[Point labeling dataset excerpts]
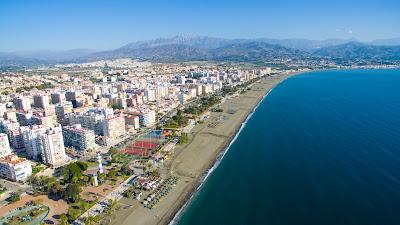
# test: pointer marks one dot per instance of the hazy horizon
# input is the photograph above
(103, 25)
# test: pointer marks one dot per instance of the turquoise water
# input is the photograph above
(322, 148)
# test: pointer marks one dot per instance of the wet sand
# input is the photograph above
(191, 161)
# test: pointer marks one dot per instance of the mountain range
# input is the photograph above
(186, 48)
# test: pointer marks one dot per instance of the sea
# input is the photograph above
(322, 148)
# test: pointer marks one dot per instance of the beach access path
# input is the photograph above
(191, 161)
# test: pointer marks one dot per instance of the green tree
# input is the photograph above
(184, 138)
(15, 197)
(71, 193)
(64, 219)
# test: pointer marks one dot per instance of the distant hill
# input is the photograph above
(186, 48)
(386, 42)
(168, 52)
(255, 51)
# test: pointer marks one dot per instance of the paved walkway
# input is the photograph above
(99, 207)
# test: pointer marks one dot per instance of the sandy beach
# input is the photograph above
(191, 161)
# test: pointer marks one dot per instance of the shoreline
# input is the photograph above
(194, 176)
(214, 165)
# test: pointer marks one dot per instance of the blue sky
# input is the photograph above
(103, 24)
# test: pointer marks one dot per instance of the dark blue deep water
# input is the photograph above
(322, 148)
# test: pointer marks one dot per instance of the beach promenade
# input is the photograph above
(191, 161)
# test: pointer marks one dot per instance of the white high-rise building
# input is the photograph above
(22, 103)
(3, 109)
(150, 94)
(31, 137)
(52, 145)
(41, 101)
(4, 145)
(114, 126)
(147, 118)
(14, 168)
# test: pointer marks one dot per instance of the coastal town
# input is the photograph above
(82, 143)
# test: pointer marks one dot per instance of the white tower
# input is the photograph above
(99, 162)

# [GOAL]
Reproduce the data starting with the line containing "# test: pointer marks one dot per instance of the sandy" and continuing through the end, replacing each "photograph" with "image" and changing nothing else.

# [CORRECT ANSWER]
# test: pointer marks one dot per instance of the sandy beach
# input is the image above
(191, 161)
# test: pointer marks one dot per instance of the shoreline
# input is the image above
(194, 176)
(214, 165)
# test: pointer marks one dot per instance of the blue sky
# input is the image above
(103, 24)
# test: pointer marks one dot per instance of the dark blue deep water
# input is the image above
(322, 148)
# test: pointer marks one dot per instance of the beach promenade
# input is the image above
(191, 161)
# test: pointer marks one dot per instance of the white high-rise building
# input is the image above
(22, 103)
(3, 109)
(150, 94)
(31, 137)
(52, 145)
(41, 101)
(4, 145)
(114, 126)
(147, 118)
(14, 168)
# test: pointer marks one dot per instance of the coastal town
# input is the image above
(82, 143)
# test: pointer marks one dot per instance of the white tower
# input is the image above
(99, 162)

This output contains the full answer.